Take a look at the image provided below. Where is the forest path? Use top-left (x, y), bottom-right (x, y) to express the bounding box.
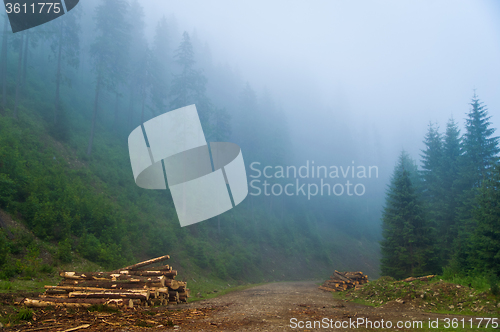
top-left (0, 282), bottom-right (477, 332)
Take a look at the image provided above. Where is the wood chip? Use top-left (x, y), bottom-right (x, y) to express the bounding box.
top-left (61, 324), bottom-right (90, 332)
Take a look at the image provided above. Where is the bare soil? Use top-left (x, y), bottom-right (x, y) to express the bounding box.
top-left (0, 282), bottom-right (490, 332)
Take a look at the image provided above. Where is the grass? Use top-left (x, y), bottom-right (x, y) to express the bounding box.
top-left (87, 304), bottom-right (120, 312)
top-left (333, 277), bottom-right (500, 317)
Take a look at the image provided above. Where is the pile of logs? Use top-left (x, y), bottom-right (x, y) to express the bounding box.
top-left (319, 270), bottom-right (368, 292)
top-left (18, 255), bottom-right (189, 308)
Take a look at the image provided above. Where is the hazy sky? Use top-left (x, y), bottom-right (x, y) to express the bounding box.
top-left (141, 0), bottom-right (500, 178)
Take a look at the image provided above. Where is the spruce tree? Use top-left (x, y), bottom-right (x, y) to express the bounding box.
top-left (151, 16), bottom-right (170, 115)
top-left (50, 10), bottom-right (80, 124)
top-left (170, 32), bottom-right (208, 123)
top-left (381, 151), bottom-right (437, 279)
top-left (471, 165), bottom-right (500, 277)
top-left (87, 0), bottom-right (129, 156)
top-left (463, 93), bottom-right (500, 188)
top-left (452, 93), bottom-right (500, 272)
top-left (438, 118), bottom-right (462, 264)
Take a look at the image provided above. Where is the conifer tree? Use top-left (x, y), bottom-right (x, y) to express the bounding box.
top-left (0, 14), bottom-right (9, 110)
top-left (438, 118), bottom-right (462, 264)
top-left (463, 93), bottom-right (500, 184)
top-left (151, 16), bottom-right (170, 115)
top-left (381, 151), bottom-right (437, 279)
top-left (50, 9), bottom-right (80, 124)
top-left (170, 32), bottom-right (208, 123)
top-left (471, 165), bottom-right (500, 277)
top-left (87, 0), bottom-right (129, 156)
top-left (452, 93), bottom-right (500, 272)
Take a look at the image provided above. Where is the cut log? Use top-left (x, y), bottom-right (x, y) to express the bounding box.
top-left (22, 298), bottom-right (123, 308)
top-left (69, 291), bottom-right (149, 301)
top-left (116, 255), bottom-right (170, 270)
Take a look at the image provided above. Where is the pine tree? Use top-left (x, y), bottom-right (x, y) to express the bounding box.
top-left (50, 10), bottom-right (80, 124)
top-left (0, 14), bottom-right (9, 110)
top-left (127, 0), bottom-right (150, 129)
top-left (463, 93), bottom-right (500, 184)
top-left (212, 108), bottom-right (231, 142)
top-left (381, 151), bottom-right (437, 279)
top-left (421, 123), bottom-right (443, 200)
top-left (87, 0), bottom-right (129, 156)
top-left (438, 118), bottom-right (462, 264)
top-left (471, 165), bottom-right (500, 277)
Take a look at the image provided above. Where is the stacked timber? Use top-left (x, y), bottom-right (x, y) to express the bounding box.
top-left (319, 270), bottom-right (368, 292)
top-left (19, 255), bottom-right (189, 308)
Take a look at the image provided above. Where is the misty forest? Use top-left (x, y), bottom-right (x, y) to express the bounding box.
top-left (0, 0), bottom-right (500, 304)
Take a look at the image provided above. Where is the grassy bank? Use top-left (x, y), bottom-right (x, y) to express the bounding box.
top-left (333, 276), bottom-right (500, 317)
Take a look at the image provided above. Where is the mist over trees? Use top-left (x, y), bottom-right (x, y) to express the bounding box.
top-left (381, 93), bottom-right (500, 278)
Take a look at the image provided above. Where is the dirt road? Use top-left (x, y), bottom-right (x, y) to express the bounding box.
top-left (0, 282), bottom-right (488, 332)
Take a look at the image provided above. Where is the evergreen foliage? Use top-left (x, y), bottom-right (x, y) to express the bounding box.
top-left (381, 151), bottom-right (436, 279)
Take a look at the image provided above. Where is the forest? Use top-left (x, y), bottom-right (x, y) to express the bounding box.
top-left (0, 0), bottom-right (378, 281)
top-left (0, 0), bottom-right (500, 290)
top-left (381, 93), bottom-right (500, 285)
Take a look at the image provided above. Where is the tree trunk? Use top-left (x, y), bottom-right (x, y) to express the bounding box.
top-left (1, 16), bottom-right (9, 110)
top-left (21, 31), bottom-right (30, 87)
top-left (141, 91), bottom-right (146, 125)
top-left (87, 73), bottom-right (101, 156)
top-left (114, 92), bottom-right (119, 131)
top-left (14, 33), bottom-right (24, 119)
top-left (54, 25), bottom-right (63, 124)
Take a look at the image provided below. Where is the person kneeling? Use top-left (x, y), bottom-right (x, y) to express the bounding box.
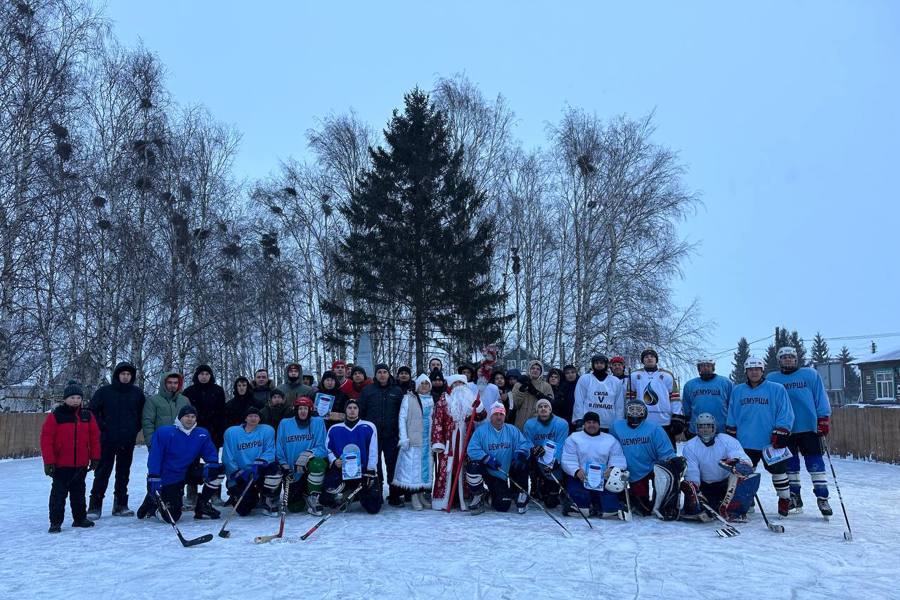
top-left (681, 413), bottom-right (759, 521)
top-left (562, 412), bottom-right (628, 518)
top-left (321, 398), bottom-right (384, 515)
top-left (137, 405), bottom-right (224, 523)
top-left (466, 403), bottom-right (532, 515)
top-left (222, 406), bottom-right (281, 517)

+---+

Objective: Shift every bounding-box coordinate by adding 38 to each number, and write out again everything from the start of the rows through the line that contains "top-left (333, 277), bottom-right (500, 317)", inclusive, with the text lines left unchanged. Leave the pictures out.

Task output:
Take a look at the image provided below. Where is the forest path? Use top-left (x, y), bottom-right (x, y) to express the bounding box.
top-left (38, 320), bottom-right (515, 370)
Take a look at the image provided above. Where is the wood chip? Use top-left (x, y), bottom-right (x, y) to express the bounding box.
top-left (99, 362), bottom-right (128, 370)
Take a look at the image provided above. Where is the bare soil? Use top-left (x, y), bottom-right (x, y) to express the bounding box.
top-left (38, 320), bottom-right (528, 370)
Take a look at the image provided above. Where is the grass? Use top-left (x, y), bottom-right (x, y) to express the bounding box.
top-left (125, 342), bottom-right (158, 350)
top-left (371, 315), bottom-right (538, 355)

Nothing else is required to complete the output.